* [About this task]
After locating the line that contains "In this exercise you will mark every instance of the maserati" in the records below, write out exactly that line and each line after it through the one that contains "In this exercise you will mark every instance of the blue", and nothing else.

==== Extracted entries

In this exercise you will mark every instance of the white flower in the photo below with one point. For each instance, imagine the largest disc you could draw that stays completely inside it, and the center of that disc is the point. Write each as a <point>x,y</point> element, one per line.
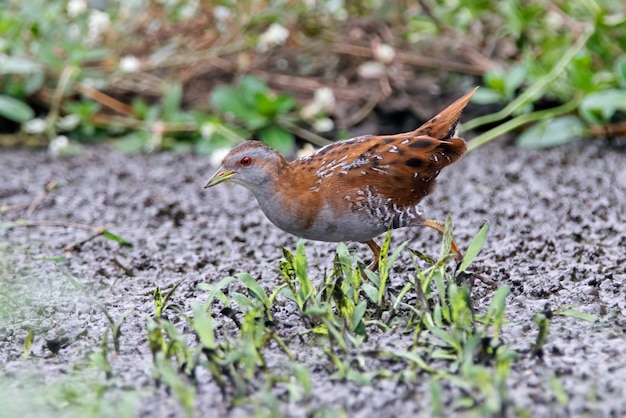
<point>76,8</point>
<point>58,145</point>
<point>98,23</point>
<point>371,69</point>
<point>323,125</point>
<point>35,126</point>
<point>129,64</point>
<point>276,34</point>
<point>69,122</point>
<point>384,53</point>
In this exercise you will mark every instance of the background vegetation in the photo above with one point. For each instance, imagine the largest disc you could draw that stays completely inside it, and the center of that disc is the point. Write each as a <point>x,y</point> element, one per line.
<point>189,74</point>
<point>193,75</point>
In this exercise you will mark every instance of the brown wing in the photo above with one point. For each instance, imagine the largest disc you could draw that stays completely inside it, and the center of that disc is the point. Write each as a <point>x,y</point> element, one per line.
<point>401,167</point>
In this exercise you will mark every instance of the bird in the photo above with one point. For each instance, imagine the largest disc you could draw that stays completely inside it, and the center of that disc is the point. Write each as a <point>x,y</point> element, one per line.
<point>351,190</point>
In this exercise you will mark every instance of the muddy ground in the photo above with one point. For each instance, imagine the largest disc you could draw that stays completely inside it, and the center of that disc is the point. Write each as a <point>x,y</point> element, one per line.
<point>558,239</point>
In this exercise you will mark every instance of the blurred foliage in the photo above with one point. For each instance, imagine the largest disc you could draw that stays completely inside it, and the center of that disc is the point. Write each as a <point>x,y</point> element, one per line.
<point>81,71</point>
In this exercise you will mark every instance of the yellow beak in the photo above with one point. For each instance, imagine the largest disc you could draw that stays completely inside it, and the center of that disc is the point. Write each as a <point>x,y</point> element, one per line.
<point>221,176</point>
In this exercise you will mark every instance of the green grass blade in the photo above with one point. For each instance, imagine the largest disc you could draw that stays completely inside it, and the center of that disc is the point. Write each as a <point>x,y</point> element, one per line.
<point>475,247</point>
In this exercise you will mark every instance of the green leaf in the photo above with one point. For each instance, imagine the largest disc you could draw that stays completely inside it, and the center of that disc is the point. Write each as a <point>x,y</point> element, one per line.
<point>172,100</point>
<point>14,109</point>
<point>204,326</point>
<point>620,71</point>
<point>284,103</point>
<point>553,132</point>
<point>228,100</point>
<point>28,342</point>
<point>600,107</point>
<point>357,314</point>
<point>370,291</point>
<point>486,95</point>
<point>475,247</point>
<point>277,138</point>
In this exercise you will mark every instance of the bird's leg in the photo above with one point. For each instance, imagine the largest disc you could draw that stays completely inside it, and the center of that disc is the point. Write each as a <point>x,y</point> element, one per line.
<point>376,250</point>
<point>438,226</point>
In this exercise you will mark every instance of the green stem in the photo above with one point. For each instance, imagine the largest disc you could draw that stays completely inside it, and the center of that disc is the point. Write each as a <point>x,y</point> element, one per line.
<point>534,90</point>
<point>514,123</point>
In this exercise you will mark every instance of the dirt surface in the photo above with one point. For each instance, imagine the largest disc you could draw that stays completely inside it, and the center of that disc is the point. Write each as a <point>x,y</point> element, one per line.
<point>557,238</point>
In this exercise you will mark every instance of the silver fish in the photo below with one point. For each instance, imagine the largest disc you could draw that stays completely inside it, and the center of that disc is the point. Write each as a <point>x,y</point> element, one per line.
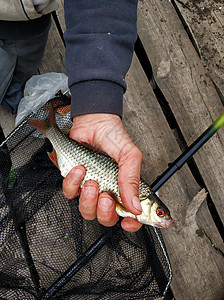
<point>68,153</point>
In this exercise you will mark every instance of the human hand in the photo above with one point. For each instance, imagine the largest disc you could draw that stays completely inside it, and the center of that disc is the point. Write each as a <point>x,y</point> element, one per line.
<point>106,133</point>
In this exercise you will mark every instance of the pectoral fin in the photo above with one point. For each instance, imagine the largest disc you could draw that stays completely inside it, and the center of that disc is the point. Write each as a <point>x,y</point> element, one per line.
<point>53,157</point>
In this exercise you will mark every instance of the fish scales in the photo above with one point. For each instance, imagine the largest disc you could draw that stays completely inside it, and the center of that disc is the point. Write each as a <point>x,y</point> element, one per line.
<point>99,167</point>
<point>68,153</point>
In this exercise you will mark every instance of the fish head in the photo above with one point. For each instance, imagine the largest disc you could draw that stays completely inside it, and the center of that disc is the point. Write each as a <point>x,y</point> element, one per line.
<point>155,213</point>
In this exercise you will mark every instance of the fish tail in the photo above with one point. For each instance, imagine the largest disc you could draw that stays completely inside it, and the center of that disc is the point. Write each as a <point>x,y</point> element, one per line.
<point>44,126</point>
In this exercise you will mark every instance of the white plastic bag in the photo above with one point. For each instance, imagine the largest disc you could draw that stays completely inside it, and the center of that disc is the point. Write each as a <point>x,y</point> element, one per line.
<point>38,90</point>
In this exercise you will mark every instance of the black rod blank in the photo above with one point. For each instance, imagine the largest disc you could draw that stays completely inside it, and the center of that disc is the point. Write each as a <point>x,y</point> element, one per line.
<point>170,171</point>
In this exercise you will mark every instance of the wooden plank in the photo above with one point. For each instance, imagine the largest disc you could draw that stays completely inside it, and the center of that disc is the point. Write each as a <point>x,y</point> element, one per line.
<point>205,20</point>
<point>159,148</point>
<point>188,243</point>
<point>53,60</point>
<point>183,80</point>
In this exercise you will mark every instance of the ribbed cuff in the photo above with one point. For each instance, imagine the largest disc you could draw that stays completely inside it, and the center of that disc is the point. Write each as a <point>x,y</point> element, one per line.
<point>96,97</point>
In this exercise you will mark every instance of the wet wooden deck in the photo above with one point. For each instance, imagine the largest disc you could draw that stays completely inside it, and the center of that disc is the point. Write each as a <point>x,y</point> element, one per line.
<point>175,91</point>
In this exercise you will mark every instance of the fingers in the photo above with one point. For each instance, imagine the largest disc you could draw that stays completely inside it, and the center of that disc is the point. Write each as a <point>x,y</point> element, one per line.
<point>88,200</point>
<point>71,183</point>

========
==== Extracted entries

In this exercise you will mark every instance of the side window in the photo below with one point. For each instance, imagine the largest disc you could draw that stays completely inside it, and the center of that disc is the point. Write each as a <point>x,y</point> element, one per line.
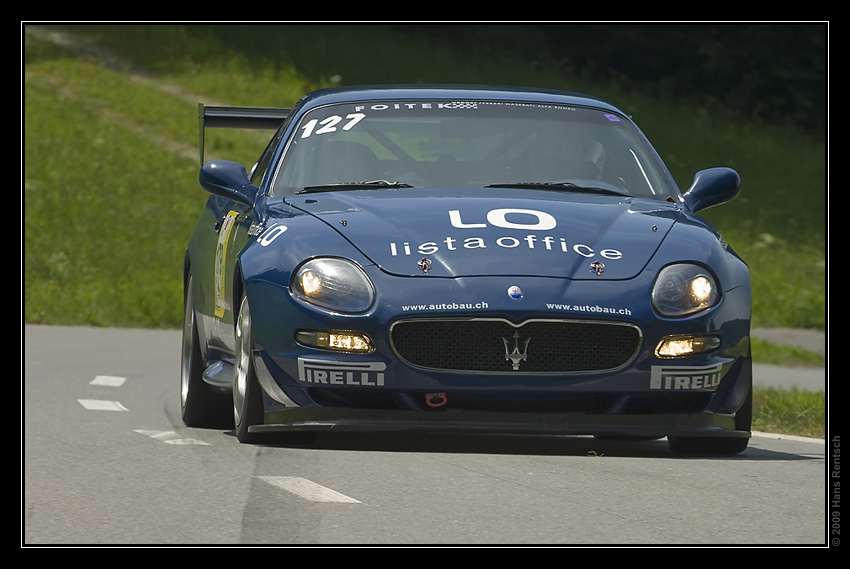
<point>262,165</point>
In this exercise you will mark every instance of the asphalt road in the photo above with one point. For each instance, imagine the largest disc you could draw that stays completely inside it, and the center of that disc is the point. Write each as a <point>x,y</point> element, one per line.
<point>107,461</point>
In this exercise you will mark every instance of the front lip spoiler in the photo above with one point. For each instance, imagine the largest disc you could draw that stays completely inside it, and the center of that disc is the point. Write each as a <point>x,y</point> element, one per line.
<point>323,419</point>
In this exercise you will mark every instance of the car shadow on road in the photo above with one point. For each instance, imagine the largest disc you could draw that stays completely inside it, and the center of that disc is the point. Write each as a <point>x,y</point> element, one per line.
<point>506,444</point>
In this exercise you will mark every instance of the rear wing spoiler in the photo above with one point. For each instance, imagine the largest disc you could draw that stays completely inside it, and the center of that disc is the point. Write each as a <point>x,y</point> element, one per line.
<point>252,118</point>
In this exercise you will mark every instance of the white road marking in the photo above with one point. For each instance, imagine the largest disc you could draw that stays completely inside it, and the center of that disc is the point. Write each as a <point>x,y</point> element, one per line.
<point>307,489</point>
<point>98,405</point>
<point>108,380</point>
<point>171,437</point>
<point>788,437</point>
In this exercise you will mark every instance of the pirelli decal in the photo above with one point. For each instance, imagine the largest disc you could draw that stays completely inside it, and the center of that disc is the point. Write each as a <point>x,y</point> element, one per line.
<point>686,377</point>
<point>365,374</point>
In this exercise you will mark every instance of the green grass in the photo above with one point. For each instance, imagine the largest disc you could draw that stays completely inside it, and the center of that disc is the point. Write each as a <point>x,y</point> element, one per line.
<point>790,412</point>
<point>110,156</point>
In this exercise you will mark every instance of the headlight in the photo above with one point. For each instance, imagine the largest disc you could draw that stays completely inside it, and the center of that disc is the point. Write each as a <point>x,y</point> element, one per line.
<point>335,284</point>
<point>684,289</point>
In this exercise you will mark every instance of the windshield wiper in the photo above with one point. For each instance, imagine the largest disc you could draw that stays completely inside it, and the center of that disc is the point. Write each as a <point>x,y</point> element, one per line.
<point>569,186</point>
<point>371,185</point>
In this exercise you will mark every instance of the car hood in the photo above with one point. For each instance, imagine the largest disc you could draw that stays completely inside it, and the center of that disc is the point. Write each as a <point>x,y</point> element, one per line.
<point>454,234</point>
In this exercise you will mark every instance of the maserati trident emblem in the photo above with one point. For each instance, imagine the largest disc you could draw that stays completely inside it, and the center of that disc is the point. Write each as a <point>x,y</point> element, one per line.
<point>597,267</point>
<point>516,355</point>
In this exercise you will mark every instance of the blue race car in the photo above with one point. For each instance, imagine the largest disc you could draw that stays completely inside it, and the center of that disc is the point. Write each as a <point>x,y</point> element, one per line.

========

* [Exercise output]
In this exercise you will mark every instance of the maserati trident emblem in the photo above with one point. For each instance, imagine the largest disc you could draw that stays completely inside it, and the center of that disc is the point. Write each as a <point>x,y</point> element, one per line.
<point>597,267</point>
<point>516,355</point>
In this exercise you will mark every instance of the blue race car in the photo above with one point. For each instance, imagine the largest disc you could draw that stays completely inside it, and the center of that disc is the point. Write each as a <point>x,y</point> element, one per line.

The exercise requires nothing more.